## TASK REQUIREMENTS
**A)** Output the passage of the 2016 Green Party primaries text between "As the Green" and "electoral college votes.", inclusive.
**B)** Write the next part of the text on the 2016 Green Party presidential primaries, continuing from its final sentence.

## STUDY TEXT
2016 Green Party presidential primaries

402 delegates to the Green National Convention 202 delegates votes needed to win
| Candidate | Jill Stein | Others / Uncommitted | William Kreml |
| Home state | Massachusetts |  | South Carolina |
| Delegate count | 269½ | 112¼ | 20¼ |
| Contests won | 36 | 0 | 1 |
| Popular vote | 13,240 | 3,957 | 654 |
| Percentage | 74.2% | 22.1% | 3.7% |
- First place (popular vote or delegate count)
| Jill Stein | William Kreml |
| Previous Green nominee Jill Stein | Green nominee Jill Stein |

= 2016 Green Party presidential primaries =

The 2016 Green Party presidential primaries were a series of primaries, caucuses and state conventions in which voters elected delegates to represent a candidate for the Green Party's nominee for President of the United States at the 2016 Green National Convention. The primaries, held in numerous states on various dates from January to July 2016, featured elections publicly funded and held as an alternative ballot, concurrent with the Democratic and Republican primaries, and elections privately funded by the Green Party, held non-concurrently with the major party primaries. Over 400 delegates to the Green National Convention were elected in these primaries, with a candidate needing a simple majority of these delegates to become the party's nominee for president.

A total of six candidates stood in the primaries, including the preceding Green nominee for president in the 2012 presidential election, Jill Stein, who sought the nomination for a second time. Other candidates included Sedinam Moyowasifza-Curry, who had previously worked as a campaign manager for the presidential campaign of the Green Party's 2008 nominee, Cynthia McKinney, in addition to singer-songwriter and Earth First! activist Darryl Cherney, perennial candidate Kent Mesplay, University of South Carolina professor William Kreml, and youth rights activist Elijah Manley.

Formal recognition is a requirement to be the Green Party's nominee. On May 4, the Green Party of the United States formally recognized William Kreml and Jill Stein as candidates for its presidential nomination. On June 15, the Stein campaign announced that it had received 203 delegates, enough to win the nomination on the first ballot at the National Convention. Jill Stein formally won the nomination on August 6, during the 2016 Green National Convention.

As the Green Party presidential candidate in the 2016 United States presidential election Stein received 1,457,222 votes or 1.06% of the popular vote. Stein received zero electoral college votes.

## SUPPLIED MATERIAL

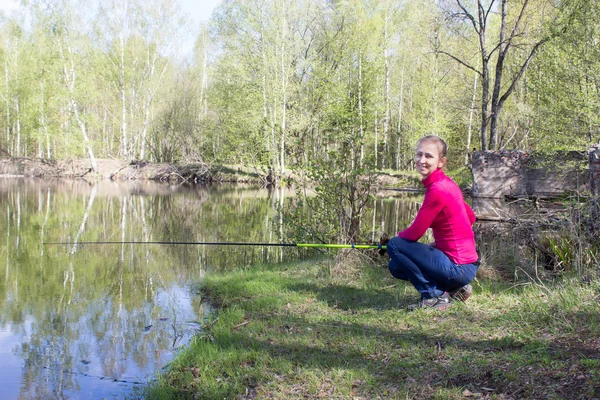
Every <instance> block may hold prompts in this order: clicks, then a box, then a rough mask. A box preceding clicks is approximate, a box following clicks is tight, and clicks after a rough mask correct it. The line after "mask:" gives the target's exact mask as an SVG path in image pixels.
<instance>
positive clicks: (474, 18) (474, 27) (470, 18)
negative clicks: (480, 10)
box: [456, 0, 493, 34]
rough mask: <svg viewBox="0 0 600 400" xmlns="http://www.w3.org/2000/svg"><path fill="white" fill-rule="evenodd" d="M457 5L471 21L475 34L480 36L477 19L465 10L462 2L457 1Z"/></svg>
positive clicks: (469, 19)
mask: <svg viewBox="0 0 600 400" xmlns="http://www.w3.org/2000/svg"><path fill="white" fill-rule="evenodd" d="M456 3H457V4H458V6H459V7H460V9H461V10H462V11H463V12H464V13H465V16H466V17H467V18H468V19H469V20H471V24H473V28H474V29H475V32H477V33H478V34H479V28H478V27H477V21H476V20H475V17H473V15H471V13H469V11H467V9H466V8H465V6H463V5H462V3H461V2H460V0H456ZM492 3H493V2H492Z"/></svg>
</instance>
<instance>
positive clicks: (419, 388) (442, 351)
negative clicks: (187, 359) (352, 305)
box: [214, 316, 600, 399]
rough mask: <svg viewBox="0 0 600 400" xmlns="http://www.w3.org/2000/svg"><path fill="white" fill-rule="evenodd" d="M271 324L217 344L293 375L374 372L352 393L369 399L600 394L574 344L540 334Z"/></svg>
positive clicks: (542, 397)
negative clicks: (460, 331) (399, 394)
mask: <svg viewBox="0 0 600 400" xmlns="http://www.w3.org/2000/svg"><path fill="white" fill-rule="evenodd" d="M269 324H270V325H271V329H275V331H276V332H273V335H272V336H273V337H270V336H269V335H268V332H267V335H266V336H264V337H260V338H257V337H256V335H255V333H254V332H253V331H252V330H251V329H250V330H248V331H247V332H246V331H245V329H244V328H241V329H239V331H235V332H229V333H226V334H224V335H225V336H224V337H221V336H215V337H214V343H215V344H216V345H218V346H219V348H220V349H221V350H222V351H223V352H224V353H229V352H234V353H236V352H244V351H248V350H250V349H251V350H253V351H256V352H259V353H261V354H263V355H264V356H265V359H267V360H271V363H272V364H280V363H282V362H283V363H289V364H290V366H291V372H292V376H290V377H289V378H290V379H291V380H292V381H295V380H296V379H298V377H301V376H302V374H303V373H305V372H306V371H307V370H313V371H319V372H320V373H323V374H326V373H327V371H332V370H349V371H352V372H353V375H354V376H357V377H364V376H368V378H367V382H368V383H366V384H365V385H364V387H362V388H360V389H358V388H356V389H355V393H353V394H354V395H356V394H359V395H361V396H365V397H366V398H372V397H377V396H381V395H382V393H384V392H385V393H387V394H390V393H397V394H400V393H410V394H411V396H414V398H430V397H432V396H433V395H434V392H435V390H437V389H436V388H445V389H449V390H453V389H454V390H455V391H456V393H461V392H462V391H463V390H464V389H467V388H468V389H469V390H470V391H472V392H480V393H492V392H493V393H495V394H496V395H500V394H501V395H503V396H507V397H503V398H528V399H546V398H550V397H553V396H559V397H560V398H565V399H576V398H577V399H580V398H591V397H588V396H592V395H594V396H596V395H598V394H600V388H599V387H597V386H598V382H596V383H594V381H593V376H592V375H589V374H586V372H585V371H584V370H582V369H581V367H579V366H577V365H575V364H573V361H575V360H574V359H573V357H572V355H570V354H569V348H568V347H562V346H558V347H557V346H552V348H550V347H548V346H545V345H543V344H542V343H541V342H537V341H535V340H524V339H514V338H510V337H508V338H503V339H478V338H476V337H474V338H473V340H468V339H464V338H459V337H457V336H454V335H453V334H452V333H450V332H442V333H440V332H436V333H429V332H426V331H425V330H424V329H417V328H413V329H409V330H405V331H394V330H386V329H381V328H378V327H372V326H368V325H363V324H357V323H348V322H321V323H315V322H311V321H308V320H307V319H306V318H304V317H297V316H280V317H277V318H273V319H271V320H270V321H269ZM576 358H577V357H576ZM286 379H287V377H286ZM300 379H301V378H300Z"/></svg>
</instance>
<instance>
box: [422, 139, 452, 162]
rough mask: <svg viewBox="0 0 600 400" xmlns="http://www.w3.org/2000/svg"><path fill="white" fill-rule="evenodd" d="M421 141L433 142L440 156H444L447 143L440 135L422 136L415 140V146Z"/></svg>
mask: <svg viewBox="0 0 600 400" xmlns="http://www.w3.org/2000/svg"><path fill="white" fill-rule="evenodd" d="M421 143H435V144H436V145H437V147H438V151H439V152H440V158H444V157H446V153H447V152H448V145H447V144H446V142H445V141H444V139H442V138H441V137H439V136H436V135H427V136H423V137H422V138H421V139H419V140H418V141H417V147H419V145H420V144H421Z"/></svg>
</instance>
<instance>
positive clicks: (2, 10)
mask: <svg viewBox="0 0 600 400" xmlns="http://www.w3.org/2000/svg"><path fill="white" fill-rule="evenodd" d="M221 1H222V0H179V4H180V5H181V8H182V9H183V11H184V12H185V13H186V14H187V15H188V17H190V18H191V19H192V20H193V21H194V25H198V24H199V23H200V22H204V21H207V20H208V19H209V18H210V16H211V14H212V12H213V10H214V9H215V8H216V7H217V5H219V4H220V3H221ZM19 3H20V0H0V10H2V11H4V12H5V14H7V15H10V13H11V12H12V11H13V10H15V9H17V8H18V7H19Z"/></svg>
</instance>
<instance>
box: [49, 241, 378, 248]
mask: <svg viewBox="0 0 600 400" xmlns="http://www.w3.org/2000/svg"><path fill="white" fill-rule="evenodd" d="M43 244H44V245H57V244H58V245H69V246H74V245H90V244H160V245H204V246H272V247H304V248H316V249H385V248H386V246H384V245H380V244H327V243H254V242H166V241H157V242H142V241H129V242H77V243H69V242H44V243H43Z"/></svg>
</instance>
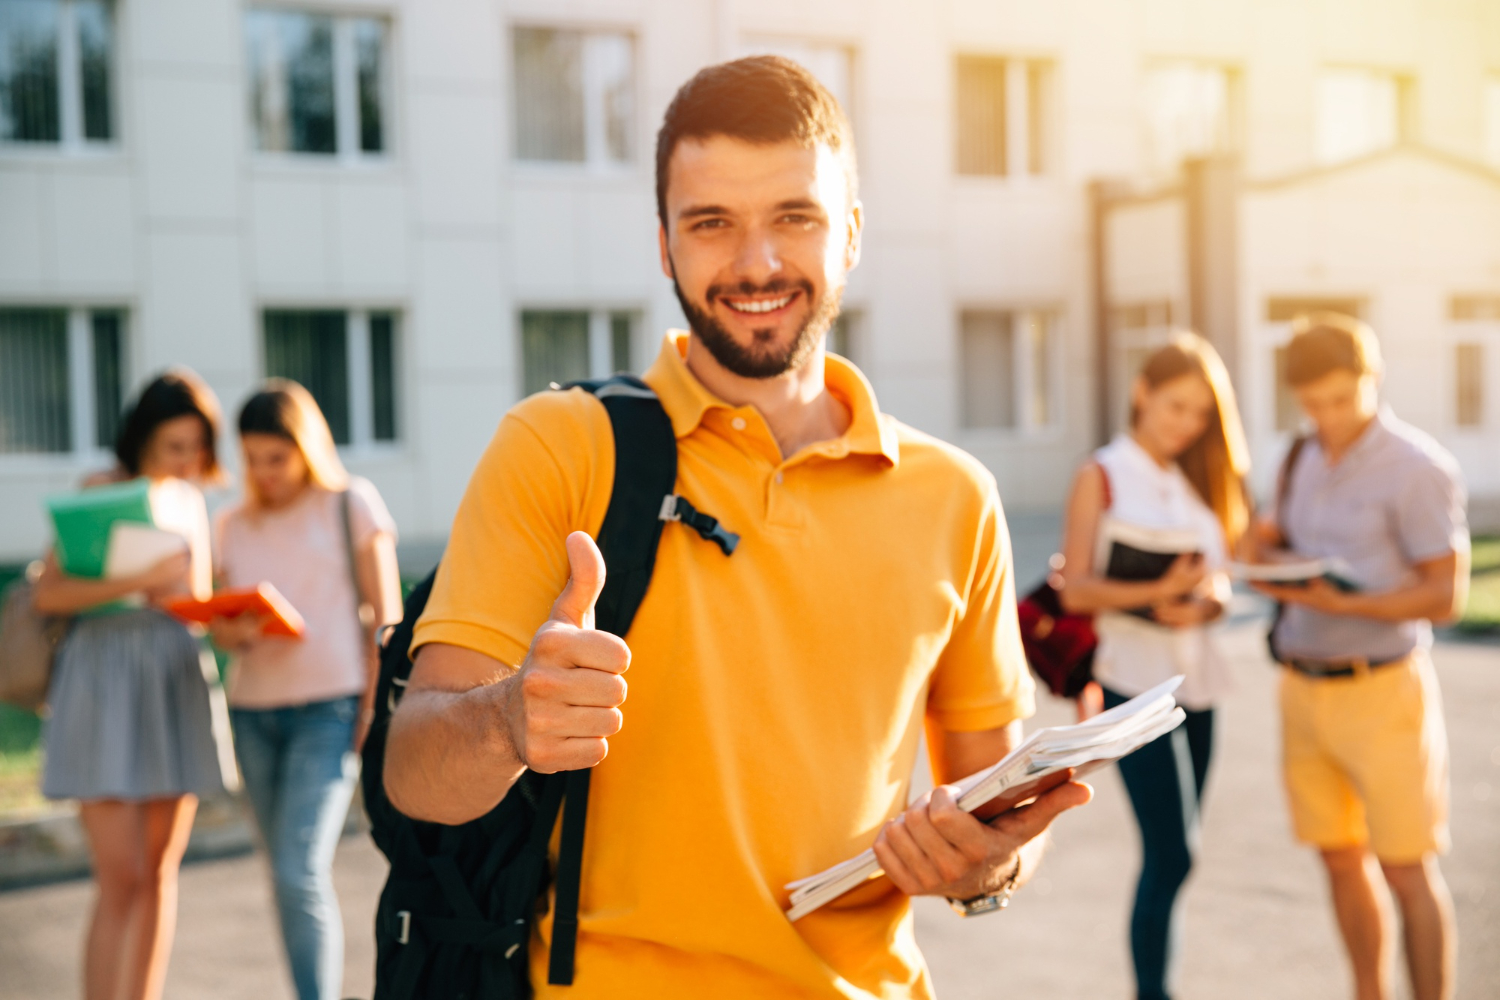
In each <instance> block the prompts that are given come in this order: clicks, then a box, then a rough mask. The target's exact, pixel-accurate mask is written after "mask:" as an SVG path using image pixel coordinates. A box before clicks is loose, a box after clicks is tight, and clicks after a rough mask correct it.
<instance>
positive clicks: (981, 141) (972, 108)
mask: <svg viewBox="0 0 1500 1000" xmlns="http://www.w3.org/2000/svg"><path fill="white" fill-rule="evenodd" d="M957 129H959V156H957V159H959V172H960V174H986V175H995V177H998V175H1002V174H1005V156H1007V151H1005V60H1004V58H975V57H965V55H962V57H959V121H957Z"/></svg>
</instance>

## PER-TASK ANSWERS
**A)**
As the Green Party presidential candidate in the 2016 United States presidential election Stein received 1,457,222 votes or 1.06% of the popular vote. Stein received zero electoral college votes.

**B)**
==Background==
The 2016 United States presidential election was the fourth contested by the Green Party of the United States since they split from the Greens/Green Party USA (G/GPUSA) in 2001. The 2004 presidential election saw Green nominee David Cobb appear on ballots in 27 states plus the District of Columbia, and received 0.10% of the popular vote, losing out to many other candidates and parties on the ballot, including third-placed independent Ralph Nader, who had been the presidential nominee of the G/GPUSA in the 1996 and 2000 elections. In the 2008 election, Cynthia McKinney was nominated as the Green Party's candidate for the presidency and had ballot access to 32 states plus DC. However, McKinney insignificantly improved upon Cobb's performance, capturing only 0.12% of the popular vote in an election that also saw Nader finish a strong third behind the Democratic and Republican parties.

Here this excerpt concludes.